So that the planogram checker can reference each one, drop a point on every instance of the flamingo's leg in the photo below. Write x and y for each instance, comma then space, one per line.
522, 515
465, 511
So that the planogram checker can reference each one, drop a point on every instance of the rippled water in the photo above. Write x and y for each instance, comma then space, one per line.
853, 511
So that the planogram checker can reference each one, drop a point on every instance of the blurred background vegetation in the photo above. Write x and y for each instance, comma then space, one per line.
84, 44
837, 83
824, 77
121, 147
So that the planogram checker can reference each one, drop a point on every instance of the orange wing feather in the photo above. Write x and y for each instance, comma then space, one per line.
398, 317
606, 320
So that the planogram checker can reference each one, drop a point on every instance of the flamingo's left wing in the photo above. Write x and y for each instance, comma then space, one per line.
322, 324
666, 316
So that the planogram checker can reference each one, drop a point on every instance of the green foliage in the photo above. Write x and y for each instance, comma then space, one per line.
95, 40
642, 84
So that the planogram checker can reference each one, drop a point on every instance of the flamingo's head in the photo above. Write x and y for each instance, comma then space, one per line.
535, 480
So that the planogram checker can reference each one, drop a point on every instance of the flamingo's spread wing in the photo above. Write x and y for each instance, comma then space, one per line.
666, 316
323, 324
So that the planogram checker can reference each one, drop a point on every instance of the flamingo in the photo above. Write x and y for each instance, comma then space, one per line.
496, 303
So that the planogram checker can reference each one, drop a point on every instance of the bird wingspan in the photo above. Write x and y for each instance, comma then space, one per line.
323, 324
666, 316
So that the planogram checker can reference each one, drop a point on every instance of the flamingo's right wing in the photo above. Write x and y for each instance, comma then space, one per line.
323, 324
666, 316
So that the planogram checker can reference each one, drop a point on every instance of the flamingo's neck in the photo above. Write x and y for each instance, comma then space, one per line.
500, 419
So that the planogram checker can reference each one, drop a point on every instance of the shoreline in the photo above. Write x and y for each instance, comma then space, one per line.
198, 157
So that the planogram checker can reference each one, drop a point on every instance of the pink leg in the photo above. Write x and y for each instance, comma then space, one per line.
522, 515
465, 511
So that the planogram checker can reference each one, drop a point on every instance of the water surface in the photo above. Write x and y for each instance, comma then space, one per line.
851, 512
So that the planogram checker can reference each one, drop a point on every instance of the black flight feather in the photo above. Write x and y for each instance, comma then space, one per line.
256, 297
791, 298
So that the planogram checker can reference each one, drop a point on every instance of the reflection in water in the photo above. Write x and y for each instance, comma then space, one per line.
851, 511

★ ★ ★ ★

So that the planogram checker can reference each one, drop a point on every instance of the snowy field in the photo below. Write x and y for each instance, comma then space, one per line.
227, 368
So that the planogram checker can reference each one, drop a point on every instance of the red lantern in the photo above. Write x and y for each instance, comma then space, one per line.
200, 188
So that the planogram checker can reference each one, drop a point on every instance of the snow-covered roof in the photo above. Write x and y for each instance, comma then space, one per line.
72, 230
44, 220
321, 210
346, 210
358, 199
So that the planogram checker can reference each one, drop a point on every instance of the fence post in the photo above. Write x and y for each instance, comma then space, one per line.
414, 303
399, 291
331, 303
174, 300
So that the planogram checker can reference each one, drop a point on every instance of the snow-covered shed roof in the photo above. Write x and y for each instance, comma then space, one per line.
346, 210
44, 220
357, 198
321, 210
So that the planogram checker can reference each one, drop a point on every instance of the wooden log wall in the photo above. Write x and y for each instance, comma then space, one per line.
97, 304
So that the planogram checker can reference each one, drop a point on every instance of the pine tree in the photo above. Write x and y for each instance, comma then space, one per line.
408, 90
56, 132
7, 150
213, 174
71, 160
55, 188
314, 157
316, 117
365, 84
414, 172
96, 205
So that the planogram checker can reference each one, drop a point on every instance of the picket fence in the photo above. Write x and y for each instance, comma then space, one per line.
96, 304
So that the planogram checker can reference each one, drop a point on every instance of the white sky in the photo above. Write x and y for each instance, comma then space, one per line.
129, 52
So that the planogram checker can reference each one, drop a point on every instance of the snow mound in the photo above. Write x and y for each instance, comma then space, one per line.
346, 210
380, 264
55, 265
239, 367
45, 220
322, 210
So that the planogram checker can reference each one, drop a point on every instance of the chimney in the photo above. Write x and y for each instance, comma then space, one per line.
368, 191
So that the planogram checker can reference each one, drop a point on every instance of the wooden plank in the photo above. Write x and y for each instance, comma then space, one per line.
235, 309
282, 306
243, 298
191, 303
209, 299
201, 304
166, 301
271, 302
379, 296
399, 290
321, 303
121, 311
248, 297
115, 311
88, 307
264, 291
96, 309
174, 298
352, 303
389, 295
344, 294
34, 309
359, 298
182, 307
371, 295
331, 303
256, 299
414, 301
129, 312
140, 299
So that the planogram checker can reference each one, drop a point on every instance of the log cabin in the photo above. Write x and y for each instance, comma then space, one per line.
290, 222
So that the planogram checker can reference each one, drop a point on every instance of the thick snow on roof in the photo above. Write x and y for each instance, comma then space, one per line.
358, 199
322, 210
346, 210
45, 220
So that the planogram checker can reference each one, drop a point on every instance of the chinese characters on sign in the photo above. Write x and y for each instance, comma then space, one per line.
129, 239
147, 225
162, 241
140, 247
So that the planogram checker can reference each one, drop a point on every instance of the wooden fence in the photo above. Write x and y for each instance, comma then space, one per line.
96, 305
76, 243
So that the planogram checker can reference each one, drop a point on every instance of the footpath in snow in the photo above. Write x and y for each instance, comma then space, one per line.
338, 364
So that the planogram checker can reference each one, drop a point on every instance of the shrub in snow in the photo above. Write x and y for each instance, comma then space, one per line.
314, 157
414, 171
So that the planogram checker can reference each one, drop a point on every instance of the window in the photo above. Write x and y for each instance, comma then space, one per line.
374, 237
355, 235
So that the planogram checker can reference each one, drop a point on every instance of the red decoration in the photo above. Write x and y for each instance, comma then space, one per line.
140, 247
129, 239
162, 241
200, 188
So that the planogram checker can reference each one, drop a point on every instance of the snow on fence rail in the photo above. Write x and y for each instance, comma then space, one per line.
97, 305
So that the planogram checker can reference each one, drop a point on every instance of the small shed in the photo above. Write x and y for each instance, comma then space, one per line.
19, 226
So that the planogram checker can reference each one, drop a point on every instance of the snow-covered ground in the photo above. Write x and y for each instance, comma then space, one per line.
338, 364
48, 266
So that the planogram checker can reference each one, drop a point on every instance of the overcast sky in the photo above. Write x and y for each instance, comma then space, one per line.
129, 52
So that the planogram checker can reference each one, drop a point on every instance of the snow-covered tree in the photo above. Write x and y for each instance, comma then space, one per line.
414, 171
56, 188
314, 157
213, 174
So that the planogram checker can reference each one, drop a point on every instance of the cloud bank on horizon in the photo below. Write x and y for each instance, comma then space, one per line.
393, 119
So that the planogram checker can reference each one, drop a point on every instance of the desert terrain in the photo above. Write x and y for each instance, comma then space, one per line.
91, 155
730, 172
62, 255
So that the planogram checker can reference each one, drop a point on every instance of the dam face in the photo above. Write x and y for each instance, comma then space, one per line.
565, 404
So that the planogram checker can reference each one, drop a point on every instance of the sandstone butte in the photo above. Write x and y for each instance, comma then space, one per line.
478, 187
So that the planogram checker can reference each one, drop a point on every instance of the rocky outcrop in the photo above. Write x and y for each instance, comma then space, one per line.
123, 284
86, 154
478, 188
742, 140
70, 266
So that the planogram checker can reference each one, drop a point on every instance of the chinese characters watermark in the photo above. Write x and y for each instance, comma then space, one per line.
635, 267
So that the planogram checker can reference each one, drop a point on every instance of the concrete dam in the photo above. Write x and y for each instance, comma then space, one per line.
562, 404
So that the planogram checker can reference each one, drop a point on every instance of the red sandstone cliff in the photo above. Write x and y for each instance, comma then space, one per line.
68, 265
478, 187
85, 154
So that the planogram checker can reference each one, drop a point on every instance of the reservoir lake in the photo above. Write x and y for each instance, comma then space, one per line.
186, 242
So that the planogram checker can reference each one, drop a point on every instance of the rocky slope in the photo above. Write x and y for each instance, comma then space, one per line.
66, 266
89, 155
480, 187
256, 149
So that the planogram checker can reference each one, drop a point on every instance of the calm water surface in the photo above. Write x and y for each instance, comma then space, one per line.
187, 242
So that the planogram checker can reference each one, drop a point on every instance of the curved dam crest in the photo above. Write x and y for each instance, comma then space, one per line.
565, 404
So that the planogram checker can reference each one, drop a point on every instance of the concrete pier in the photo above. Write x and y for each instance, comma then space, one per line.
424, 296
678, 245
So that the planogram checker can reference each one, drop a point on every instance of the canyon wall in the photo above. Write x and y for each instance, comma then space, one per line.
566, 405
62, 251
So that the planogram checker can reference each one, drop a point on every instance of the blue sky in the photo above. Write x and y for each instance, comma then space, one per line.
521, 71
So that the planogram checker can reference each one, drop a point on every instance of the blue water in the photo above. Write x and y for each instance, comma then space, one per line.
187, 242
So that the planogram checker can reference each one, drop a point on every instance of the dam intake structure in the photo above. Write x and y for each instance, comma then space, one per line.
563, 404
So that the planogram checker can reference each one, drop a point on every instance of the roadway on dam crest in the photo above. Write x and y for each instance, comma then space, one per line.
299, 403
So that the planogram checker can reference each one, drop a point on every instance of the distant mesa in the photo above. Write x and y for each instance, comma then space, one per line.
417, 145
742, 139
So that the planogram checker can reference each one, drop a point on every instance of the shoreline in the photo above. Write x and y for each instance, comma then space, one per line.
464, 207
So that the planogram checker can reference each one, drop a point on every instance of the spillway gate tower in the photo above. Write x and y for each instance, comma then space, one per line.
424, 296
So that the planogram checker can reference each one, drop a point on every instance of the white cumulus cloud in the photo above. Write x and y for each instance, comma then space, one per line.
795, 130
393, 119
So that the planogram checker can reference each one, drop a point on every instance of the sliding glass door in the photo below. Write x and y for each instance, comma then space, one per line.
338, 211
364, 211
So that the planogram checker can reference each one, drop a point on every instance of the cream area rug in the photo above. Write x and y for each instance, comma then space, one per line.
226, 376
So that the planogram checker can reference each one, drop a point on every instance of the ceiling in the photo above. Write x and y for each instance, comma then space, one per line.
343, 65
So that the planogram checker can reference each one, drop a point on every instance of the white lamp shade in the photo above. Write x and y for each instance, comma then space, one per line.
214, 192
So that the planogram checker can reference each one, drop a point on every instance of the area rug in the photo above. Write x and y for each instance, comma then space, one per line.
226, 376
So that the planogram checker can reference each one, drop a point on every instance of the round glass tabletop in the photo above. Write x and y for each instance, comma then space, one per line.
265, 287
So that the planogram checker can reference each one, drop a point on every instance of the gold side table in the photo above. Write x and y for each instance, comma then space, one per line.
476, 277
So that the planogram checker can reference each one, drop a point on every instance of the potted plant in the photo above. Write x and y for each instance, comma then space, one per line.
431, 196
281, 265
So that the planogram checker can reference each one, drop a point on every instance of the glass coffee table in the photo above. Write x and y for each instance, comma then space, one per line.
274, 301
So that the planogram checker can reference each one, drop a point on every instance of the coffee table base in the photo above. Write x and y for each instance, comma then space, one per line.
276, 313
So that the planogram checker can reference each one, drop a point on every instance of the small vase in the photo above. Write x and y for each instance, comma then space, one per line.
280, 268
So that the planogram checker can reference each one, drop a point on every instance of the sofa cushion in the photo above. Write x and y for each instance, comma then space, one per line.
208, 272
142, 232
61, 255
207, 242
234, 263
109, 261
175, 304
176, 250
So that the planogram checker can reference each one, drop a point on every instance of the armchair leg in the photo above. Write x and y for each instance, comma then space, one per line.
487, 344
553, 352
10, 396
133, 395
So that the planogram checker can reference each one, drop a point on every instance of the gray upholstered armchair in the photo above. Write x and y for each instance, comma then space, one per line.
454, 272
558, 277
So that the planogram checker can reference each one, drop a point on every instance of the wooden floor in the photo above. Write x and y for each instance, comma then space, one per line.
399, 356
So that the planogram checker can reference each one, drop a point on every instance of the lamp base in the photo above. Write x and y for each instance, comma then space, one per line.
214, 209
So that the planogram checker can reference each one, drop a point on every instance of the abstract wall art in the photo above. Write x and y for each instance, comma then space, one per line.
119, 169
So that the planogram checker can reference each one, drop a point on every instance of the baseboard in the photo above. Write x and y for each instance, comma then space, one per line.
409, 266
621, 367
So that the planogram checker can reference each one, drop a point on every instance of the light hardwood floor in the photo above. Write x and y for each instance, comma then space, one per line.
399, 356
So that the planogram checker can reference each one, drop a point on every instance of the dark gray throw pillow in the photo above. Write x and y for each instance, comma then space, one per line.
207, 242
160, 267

★ ★ ★ ★

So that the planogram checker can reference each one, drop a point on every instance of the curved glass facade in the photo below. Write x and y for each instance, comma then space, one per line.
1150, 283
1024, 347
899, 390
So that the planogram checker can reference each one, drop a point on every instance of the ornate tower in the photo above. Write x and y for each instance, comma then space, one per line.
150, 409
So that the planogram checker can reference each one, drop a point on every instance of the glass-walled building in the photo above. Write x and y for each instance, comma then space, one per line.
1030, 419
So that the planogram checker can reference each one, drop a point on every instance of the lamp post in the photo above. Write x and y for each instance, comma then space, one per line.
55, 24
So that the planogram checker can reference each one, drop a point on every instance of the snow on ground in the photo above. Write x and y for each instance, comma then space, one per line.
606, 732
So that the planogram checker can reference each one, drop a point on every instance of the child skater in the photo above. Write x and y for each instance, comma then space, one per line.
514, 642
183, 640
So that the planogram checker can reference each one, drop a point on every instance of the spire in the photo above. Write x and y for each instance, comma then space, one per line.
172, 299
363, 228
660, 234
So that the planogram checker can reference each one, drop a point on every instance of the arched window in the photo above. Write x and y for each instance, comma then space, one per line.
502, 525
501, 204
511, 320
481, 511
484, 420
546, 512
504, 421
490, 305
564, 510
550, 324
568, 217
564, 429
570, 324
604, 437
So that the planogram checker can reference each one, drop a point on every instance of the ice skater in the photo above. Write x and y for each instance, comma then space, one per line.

★ ★ ★ ★

REQUEST
Pull out every line of the data above that contains the word "spread".

WRITTEN SOLUTION
So that the planogram checker can reference each one, drop a point on every instance of the flamingo's spread wing in the photo above. Write x and y for each instance, comma then space, one per line.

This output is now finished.